TO DO:
According to the article on Goodyear's return to profit below, how many factories did the company close worldwide under its five-year plan?

With a nod toward everyone's insistence that they're Irish today, Goodyear (NYSE:GT), the world's largest tire maker, decided the best color to highlight its latest financials was green.

For the first time in four years, the company has posted a profit. Perhaps just as noteworthy -- and seemingly just as long -- the tire maker filed its financial reports in a timely manner. In recent years, Goodyear has found itself plagued by internal accounting controls, or lack thereof, which have led to inaccurate, restated, or no quarterly/annual earnings releases.

The two events are significant. Once on the brink of bankruptcy, Goodyear's return to profitability marks a big turnaround. With a five-year plan in place, the company trimmed more than $1 billion in costs, laid off more than 20,000 workers, and closed eight factories worldwide. It was an austerity plan in the extreme, but it was also necessary. The company had reported huge losses of more than $2 billion over the past two years and had to deal with a software bug that led to revenues being overstated by roughly $100 million over five years.

RECORDS SHOWN:
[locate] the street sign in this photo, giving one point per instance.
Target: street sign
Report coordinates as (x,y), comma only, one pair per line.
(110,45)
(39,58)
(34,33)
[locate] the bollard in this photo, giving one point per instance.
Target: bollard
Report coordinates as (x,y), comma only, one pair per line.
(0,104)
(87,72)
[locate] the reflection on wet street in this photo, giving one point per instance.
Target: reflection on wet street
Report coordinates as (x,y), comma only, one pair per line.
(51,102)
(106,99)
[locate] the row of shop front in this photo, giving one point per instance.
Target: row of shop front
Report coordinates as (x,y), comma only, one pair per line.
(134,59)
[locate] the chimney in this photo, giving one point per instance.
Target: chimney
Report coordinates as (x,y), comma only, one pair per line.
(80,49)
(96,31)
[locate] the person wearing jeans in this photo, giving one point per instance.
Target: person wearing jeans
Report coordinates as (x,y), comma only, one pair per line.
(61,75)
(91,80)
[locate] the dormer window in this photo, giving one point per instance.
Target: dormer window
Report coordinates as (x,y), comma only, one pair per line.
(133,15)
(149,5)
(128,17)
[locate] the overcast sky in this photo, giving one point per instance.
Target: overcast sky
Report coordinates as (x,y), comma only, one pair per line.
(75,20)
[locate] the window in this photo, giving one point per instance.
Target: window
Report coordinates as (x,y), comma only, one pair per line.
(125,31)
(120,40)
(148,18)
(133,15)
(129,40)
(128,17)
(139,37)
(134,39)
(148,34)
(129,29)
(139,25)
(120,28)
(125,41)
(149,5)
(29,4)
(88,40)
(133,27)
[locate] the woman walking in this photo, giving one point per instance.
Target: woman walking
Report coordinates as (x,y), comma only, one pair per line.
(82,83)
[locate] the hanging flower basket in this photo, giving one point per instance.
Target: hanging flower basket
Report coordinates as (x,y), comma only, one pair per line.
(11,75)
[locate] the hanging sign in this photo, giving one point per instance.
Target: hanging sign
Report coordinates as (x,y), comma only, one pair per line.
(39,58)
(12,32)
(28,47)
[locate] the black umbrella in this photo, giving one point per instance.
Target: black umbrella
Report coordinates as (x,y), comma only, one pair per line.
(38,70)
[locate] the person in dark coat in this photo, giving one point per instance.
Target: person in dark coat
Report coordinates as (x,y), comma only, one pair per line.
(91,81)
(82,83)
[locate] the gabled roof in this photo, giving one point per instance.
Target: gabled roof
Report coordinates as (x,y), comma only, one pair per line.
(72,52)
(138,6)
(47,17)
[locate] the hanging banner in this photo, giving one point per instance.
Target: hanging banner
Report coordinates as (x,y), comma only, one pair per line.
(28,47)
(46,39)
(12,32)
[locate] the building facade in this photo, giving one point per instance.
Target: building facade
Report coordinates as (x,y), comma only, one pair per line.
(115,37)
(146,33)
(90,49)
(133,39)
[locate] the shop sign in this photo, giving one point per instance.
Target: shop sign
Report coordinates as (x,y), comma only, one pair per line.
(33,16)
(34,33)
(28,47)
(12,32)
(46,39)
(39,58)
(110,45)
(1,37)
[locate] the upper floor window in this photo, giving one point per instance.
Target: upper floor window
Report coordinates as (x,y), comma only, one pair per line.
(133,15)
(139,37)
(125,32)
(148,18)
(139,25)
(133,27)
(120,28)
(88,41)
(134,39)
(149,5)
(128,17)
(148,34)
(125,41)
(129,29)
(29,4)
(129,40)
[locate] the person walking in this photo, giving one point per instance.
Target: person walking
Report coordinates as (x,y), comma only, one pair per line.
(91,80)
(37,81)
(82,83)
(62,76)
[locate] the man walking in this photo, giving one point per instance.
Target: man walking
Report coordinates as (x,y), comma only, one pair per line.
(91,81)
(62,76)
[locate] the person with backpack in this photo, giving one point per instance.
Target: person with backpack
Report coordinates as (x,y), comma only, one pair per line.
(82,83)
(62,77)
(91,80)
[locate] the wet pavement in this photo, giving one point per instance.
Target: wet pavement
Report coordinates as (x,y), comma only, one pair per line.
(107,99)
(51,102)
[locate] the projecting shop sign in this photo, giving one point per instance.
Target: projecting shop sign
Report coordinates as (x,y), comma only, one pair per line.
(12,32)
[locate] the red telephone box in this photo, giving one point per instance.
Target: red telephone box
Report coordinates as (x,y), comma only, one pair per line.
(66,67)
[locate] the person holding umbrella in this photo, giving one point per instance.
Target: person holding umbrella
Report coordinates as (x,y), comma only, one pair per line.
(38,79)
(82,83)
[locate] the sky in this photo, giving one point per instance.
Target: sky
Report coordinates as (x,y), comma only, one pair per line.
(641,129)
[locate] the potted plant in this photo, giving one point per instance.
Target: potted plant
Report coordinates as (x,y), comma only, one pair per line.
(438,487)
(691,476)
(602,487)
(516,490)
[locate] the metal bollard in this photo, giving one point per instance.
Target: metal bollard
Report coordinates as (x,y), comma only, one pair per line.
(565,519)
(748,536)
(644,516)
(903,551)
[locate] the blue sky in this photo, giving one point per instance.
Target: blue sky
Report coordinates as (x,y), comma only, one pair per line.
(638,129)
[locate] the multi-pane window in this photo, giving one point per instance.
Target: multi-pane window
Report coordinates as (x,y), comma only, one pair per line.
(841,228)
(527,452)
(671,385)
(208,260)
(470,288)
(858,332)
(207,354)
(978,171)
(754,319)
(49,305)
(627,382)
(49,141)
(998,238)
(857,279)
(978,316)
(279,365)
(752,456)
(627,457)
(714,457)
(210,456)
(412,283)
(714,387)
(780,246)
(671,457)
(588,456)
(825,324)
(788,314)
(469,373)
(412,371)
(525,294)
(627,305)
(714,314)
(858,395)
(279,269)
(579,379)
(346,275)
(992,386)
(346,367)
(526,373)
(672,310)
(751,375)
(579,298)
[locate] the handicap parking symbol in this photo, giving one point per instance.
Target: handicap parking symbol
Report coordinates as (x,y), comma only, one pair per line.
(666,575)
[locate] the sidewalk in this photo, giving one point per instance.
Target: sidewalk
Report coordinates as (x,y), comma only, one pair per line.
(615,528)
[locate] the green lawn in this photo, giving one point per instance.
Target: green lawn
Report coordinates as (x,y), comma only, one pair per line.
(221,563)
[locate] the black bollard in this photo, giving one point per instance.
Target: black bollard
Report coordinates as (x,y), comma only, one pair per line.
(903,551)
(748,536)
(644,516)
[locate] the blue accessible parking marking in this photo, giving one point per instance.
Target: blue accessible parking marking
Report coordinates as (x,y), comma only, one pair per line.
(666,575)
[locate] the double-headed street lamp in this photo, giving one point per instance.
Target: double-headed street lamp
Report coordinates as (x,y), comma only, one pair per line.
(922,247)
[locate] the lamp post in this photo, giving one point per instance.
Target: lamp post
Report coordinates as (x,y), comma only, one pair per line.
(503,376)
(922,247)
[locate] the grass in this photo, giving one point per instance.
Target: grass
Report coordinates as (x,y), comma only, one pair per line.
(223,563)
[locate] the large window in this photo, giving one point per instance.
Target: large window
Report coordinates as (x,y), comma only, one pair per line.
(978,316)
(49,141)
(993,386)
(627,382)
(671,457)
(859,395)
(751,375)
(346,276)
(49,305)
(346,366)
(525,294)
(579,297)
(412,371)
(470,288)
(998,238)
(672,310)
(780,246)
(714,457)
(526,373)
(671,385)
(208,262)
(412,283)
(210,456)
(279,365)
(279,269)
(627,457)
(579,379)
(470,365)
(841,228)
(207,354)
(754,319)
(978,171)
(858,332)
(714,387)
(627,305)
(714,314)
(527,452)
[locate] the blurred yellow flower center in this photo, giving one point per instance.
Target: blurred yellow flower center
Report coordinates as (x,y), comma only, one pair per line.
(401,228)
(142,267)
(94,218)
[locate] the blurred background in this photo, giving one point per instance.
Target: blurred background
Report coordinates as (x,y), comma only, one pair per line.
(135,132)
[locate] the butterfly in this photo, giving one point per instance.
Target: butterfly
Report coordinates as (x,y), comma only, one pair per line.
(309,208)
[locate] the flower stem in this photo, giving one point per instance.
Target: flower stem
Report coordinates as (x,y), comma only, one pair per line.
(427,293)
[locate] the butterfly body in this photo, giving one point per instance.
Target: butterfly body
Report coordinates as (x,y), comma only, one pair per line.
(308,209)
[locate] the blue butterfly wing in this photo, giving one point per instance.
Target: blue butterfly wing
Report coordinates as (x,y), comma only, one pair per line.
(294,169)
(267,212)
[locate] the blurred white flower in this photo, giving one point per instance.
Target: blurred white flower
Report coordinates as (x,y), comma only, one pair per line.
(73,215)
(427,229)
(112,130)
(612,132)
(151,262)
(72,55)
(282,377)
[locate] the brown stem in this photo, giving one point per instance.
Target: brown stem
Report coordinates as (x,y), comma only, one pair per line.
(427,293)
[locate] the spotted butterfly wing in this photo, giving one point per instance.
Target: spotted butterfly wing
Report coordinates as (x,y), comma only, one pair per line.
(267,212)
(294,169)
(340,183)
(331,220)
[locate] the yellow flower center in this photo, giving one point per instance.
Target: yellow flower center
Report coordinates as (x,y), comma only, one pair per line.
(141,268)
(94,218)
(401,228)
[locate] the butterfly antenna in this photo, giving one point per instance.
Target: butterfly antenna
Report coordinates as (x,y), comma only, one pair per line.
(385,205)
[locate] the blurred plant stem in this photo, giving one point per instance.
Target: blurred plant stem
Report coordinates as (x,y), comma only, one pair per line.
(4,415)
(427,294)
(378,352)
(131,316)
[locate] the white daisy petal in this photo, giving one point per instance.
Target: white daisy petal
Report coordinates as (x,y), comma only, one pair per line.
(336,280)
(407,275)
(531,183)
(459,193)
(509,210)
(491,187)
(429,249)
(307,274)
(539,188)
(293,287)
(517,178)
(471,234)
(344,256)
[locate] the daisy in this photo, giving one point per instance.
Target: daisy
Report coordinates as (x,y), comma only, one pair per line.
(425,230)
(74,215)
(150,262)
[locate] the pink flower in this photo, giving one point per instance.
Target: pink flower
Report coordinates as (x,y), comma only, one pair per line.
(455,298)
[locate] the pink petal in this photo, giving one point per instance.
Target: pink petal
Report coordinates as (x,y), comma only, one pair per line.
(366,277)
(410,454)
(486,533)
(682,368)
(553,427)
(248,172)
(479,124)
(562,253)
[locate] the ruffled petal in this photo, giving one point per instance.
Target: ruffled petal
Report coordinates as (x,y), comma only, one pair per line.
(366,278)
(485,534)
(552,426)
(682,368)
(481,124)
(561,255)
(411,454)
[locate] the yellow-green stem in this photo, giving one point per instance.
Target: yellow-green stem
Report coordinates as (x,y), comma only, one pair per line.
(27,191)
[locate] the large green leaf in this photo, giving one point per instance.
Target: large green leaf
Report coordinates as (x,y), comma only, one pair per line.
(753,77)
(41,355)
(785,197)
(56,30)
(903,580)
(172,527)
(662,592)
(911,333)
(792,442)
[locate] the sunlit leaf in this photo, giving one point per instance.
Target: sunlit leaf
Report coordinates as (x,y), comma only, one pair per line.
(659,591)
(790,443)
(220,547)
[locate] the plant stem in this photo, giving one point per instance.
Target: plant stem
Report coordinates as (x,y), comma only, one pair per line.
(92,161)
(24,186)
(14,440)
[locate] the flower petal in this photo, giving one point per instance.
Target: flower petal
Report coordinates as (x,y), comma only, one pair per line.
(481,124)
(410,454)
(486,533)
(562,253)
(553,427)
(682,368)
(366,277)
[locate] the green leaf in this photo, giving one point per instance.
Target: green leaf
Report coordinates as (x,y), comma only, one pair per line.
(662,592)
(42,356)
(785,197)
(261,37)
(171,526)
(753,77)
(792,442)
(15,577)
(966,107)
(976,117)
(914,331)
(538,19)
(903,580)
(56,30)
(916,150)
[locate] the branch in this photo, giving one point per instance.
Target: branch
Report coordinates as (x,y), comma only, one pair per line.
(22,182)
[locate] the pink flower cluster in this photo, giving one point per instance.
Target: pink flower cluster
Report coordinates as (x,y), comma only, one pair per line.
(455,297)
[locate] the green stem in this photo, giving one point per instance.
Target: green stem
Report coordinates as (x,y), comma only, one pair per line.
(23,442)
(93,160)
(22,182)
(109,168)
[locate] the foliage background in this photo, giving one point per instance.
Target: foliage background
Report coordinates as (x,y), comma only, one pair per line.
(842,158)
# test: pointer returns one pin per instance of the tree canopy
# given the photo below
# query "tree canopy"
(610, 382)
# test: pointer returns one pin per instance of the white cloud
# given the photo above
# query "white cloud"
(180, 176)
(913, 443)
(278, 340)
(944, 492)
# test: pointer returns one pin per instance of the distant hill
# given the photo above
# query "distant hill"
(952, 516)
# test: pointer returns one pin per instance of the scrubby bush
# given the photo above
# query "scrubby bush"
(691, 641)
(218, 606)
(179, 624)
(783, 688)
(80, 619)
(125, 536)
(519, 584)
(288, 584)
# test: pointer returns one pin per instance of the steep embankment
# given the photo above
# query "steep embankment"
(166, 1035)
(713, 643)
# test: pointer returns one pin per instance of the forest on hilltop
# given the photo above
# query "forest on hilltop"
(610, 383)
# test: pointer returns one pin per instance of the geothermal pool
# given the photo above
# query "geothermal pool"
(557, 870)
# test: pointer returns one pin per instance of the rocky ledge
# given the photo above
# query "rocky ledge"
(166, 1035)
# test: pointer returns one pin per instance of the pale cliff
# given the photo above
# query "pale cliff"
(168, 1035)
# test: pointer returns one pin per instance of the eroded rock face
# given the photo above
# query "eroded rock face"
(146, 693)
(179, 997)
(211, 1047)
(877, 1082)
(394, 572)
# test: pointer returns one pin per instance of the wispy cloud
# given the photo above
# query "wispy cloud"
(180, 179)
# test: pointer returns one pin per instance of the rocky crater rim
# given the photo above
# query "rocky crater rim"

TASK OUTPUT:
Eight factories.